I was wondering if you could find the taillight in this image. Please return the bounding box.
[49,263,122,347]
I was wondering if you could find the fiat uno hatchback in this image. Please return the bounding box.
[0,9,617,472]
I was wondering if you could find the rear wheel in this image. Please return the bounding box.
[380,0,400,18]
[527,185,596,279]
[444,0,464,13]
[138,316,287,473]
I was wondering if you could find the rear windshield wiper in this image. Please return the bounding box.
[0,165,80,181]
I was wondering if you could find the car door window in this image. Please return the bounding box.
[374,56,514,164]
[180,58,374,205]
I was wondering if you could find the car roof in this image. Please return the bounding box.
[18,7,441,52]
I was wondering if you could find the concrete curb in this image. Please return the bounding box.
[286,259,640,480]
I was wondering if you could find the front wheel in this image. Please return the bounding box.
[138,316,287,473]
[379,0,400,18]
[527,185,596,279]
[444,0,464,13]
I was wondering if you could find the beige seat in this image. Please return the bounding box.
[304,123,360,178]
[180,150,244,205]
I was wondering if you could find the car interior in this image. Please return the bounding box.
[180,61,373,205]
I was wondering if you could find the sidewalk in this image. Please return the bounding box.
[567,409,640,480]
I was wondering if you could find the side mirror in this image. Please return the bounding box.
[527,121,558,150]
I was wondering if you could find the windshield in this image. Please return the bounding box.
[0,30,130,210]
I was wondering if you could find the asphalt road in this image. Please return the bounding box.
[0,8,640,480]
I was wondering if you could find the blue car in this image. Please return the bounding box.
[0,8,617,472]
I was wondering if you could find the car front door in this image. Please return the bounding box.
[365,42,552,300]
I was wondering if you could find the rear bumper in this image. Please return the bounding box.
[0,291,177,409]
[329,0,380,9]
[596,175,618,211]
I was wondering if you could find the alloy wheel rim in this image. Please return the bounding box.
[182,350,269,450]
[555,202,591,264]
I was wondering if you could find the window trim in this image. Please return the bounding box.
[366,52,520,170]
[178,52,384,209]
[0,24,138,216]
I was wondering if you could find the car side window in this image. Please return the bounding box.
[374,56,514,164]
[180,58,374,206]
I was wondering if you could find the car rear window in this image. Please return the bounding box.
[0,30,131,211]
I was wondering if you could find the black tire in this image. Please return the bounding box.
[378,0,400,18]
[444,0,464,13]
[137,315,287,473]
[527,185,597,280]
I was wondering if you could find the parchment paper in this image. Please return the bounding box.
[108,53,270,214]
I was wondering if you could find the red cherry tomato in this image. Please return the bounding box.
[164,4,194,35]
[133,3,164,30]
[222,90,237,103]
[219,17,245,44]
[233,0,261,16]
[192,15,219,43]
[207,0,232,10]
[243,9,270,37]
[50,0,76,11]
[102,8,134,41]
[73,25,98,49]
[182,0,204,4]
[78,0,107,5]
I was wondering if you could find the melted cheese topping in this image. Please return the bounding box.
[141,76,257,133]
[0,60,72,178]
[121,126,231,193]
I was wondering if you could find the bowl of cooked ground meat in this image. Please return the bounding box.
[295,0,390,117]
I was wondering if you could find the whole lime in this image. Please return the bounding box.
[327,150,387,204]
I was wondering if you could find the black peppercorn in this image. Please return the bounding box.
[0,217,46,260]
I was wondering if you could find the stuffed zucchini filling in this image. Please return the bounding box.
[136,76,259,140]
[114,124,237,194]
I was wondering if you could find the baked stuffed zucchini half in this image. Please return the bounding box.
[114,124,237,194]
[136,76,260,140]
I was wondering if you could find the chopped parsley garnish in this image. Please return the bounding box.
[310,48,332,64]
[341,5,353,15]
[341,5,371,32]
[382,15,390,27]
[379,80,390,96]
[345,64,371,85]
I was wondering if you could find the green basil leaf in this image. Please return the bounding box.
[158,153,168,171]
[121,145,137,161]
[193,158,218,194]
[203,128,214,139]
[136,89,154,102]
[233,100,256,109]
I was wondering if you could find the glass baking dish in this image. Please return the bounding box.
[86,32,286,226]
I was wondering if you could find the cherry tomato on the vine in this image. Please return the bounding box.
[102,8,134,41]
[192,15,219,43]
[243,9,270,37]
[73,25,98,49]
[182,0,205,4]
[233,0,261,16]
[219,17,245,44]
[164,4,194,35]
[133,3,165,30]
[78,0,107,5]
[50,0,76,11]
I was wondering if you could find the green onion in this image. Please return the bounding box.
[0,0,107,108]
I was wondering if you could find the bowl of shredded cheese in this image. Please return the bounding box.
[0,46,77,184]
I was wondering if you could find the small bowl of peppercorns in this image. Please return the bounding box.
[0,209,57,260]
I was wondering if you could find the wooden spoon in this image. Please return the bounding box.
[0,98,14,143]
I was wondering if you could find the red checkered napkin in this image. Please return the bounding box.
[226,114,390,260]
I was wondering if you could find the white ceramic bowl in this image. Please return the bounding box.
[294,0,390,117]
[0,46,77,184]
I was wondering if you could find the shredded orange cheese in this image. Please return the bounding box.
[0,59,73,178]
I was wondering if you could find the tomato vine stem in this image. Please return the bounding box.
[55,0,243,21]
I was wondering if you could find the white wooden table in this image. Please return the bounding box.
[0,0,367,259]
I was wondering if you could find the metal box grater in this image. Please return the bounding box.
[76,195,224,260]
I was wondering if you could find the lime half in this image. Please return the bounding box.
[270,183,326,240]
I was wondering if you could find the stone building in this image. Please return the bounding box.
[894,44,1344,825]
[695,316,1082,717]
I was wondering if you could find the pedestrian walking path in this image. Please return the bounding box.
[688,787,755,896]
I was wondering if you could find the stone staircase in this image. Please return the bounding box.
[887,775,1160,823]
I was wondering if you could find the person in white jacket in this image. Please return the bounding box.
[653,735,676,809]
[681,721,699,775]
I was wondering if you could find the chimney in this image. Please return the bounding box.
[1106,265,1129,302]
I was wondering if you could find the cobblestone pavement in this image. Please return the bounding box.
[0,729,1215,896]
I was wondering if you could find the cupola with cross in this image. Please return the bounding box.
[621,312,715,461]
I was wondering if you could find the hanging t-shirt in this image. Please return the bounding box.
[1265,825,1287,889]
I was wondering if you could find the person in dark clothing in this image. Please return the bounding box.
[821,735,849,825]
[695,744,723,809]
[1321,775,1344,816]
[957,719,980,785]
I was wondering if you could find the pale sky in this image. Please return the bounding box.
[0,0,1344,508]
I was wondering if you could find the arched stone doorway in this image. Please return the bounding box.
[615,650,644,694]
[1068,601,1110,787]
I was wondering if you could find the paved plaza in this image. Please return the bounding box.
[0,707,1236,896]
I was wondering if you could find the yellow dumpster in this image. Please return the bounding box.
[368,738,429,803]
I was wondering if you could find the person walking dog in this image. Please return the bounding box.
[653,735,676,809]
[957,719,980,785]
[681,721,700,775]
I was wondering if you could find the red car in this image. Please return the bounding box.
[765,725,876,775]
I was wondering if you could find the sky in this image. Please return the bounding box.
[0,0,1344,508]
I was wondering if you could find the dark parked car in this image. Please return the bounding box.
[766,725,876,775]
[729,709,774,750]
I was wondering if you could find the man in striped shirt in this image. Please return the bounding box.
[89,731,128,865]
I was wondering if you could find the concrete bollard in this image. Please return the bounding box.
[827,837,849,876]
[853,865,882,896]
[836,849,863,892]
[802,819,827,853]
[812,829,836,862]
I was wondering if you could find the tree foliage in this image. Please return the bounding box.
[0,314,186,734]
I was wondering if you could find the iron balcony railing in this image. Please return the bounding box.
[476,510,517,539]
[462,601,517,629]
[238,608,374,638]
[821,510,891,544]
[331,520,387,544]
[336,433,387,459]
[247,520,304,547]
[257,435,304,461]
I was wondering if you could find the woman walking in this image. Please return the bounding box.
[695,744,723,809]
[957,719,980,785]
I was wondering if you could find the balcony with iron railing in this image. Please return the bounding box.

- - -

▶ **INSTRUCTION**
Quote every one of the lines above word for word.

▶ **ANSWER TO THE TASK**
I was wondering if you could find the taillight in this image. Please return the bounding box.
[49,263,122,347]
I was wondering if you could find the fiat uno hatchback in this image. Please return the bounding box.
[0,9,617,472]
I was wondering if you could find the rear wheel in this image. Please return the bounding box.
[380,0,400,18]
[527,185,596,279]
[444,0,464,13]
[138,316,287,473]
I was wondering if you could find the rear windshield wiper in this image. Please return the bounding box.
[0,165,80,181]
I was wondering if you could find the car door window in this image. Please return the bounding box.
[374,56,514,164]
[180,58,374,205]
I was wondering if you could find the car roof in this image. Please return the bounding box.
[18,7,441,52]
I was wondering if you could find the concrete curb in this image. Please return the bounding box.
[286,259,640,480]
I was wondering if you could find the front wheel in this image. Please return the bounding box.
[138,316,287,473]
[379,0,400,18]
[527,185,596,279]
[444,0,464,13]
I was wondering if you could find the beige seat in this image. Please return the bounding box.
[304,123,360,178]
[180,150,244,205]
I was wondering if you could find the car interior in this image. Please return the bounding box.
[180,61,373,205]
I was wondering if you could find the sidewalk in this image. Please return the bounding box.
[567,409,640,480]
I was wondering if you could find the side mirror in this image. Please return the bounding box.
[527,121,558,150]
I was wondering if you could find the windshield in this image. Please return the bounding box.
[0,30,130,210]
I was wondering if you could find the asphalt road in this image. Please return the bounding box.
[0,8,640,480]
I was wondering if you could find the blue car in this image. Please return the bounding box.
[0,8,617,472]
I was wondering if you could find the car front door in this image. Please return the bounding box.
[365,42,552,300]
I was wondering if you could find the rear bumper in this image. Please return the bounding box.
[0,291,177,409]
[329,0,380,9]
[596,175,618,211]
I was wondering if you could find the alloy wheel rim in this image. Please return the bounding box.
[182,350,269,450]
[555,202,591,264]
I was wondering if you could find the window trim in this image. Please return the bounding box.
[366,52,520,170]
[178,52,384,209]
[0,24,138,216]
I was wondering if you could find the car side window in this image. Please return the bounding box.
[374,56,514,164]
[180,58,374,206]
I was wondering if you could find the car rear window in this image. Please return the bounding box.
[0,30,131,211]
I was wondering if you could find the black tire in this image. Please return the bounding box.
[378,0,400,18]
[444,0,464,13]
[137,315,287,473]
[527,185,597,280]
I was wondering if you could find the parchment paper in this image. Please return the bounding box.
[108,53,270,214]
I was wondering if you could find the red cherry tomato in this image. Please return the bounding box.
[164,4,194,35]
[133,3,164,30]
[222,90,237,103]
[219,17,245,44]
[233,0,261,16]
[192,15,219,43]
[207,0,232,10]
[243,9,270,37]
[50,0,76,11]
[102,8,134,41]
[73,25,98,49]
[182,0,204,4]
[78,0,107,5]
I was wondering if you could find the melted cheese topping in this image. Please return the bounding box.
[141,76,257,133]
[0,60,72,178]
[121,126,231,193]
I was wondering if you could find the bowl of cooked ground meat in this image. Please return the bounding box.
[295,0,390,117]
I was wondering if you could find the whole lime in this image. Please return the bounding box.
[327,150,387,204]
I was wondering if you could find the black peppercorn in this image. Please return the bounding box.
[0,217,46,260]
I was wondering if you could find the stuffed zucchini filling in this image. Please return the bounding box.
[136,76,259,140]
[114,124,237,194]
I was wondering if you could find the baked stuffed zucchini half in this image. Please return the bounding box.
[114,124,237,194]
[136,76,260,140]
I was wondering if you could find the chopped parsley garnish in this image. Please return the bounding box.
[310,48,332,64]
[341,5,353,15]
[341,5,371,32]
[382,15,390,27]
[379,80,390,96]
[345,64,371,85]
I was wondering if you could find the green basil leaf in this image. Please return the bounding box.
[158,153,168,171]
[121,145,137,161]
[193,158,218,194]
[203,128,214,139]
[136,89,154,102]
[233,100,256,109]
I was wondering if you could find the glass baking dish in this image. Please return the bounding box.
[86,32,286,226]
I was wondering if you could find the cherry tomato on the vine in this image. Please return the bounding box.
[102,8,134,41]
[192,15,219,43]
[243,9,270,37]
[73,25,98,49]
[182,0,205,4]
[233,0,261,16]
[219,17,245,44]
[164,4,194,35]
[133,3,165,30]
[78,0,107,5]
[50,0,76,11]
I was wondering if you could find the green onion in this image. Please return the bounding box.
[0,0,107,108]
I was wondering if you could find the bowl of shredded cheese in this image. Please return the bounding box.
[0,46,77,184]
I was wondering if you could find the small bowl of peppercorns in this image. Please return the bounding box.
[0,209,57,260]
I was wondering if you could find the wooden spoon in this image. Please return the bounding box.
[0,98,14,143]
I was wondering if you could find the red checkered napkin in this image. Please return the bounding box.
[226,114,390,260]
I was wondering if you could find the white ceramic bowl in this image. Please return the bounding box.
[294,0,390,117]
[0,46,77,184]
I was wondering if you could find the shredded orange cheese in this image. Please return the bounding box.
[0,59,73,178]
I was wondering if you could find the tomato vine stem in this image. Please return the bounding box.
[55,0,243,21]
I was wondering if you could find the white wooden table in this image. Please return the bounding box.
[0,0,367,259]
I was wondering if you could find the metal box grater in this image. Please return the bounding box.
[76,195,224,260]
I was wondering if you could find the lime half in this image. Please return the bounding box.
[270,183,326,240]
I was wondering if you could find the stone building in this image. Please return the bounding box.
[894,44,1344,825]
[695,316,1082,717]
I was wondering if you could find the pedestrian walking path in this image. Please return the bounding box.
[688,787,755,896]
I was wondering if you could find the stone staircase in this image. Please return the bounding box.
[887,775,1160,823]
I was wondering if you could find the person in white jacket in this image. Please return the bounding box.
[653,735,676,809]
[681,721,699,775]
I was wondering if you could find the chimney in this image. Please return the bounding box.
[1106,265,1129,302]
I was wondering if you could find the cobblestone pavement in this image. Please return the bounding box.
[0,729,1215,896]
I was wondering if you could find the cupola with cross in this image. Please return the bounding box.
[621,312,715,461]
I was wondering if you could find the hanging t-shirt in this image. Please return the bounding box.
[1265,825,1287,889]
I was wondering if you could find the person in dark clothing in this image. Please return the bounding box.
[821,735,849,825]
[695,744,723,809]
[1321,775,1344,816]
[957,719,980,785]
I was wondering if you could find the pale sky in this image. Please return the bounding box.
[0,0,1344,508]
I was wondering if you could find the arched stone doorway in this image. Please return the bounding box.
[615,650,644,694]
[1068,601,1110,787]
I was wondering if you could find the paved plaza in this image. Please return the bounding box.
[0,707,1236,896]
I was wondering if you could find the yellow dumpster in this image. Please return the bounding box.
[368,738,429,803]
I was wondering if you could find the person walking dog in this image. Please return the bounding box.
[653,735,676,809]
[957,719,980,785]
[681,721,700,775]
I was wondering if you could find the red car in this image. Please return the bounding box.
[765,725,876,775]
I was wondering if you could find the sky in this image. Please return the bounding box.
[0,0,1344,508]
I was wondering if you could find the dark parked car in this image. Please return the bounding box.
[766,725,876,775]
[729,709,774,750]
I was wondering if you could find the man in striped shirt in this image. Please return the bounding box.
[89,731,128,865]
I was wondering if you could find the concrete bollard in this image. Please return the bounding box.
[827,837,849,876]
[853,865,882,896]
[836,849,863,892]
[802,819,827,853]
[812,829,836,862]
I was wondering if you could find the tree foliage in this image. Please return the bounding box.
[0,314,186,734]
I was wondering if you could find the iron balcony railing in this image. Please return the bounding box.
[476,510,517,539]
[462,601,517,629]
[238,608,374,638]
[821,510,891,544]
[331,520,387,544]
[336,433,387,459]
[247,520,304,547]
[257,435,304,461]
I was wondering if you could find the woman walking in this image. Please return the bounding box.
[695,744,723,809]
[957,719,980,785]
I was wondering if you could find the balcony with iron railing in this image. Please return the bounding box.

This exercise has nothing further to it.